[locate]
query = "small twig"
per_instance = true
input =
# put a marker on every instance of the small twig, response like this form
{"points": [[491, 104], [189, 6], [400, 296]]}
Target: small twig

* About this task *
Set down each line from the line containing "# put a marker" through the final line of the data, exactly and with nothing added.

* Task response *
# put a marker on every instance of the small twig, response like this form
{"points": [[491, 104], [189, 6], [400, 296]]}
Target: small twig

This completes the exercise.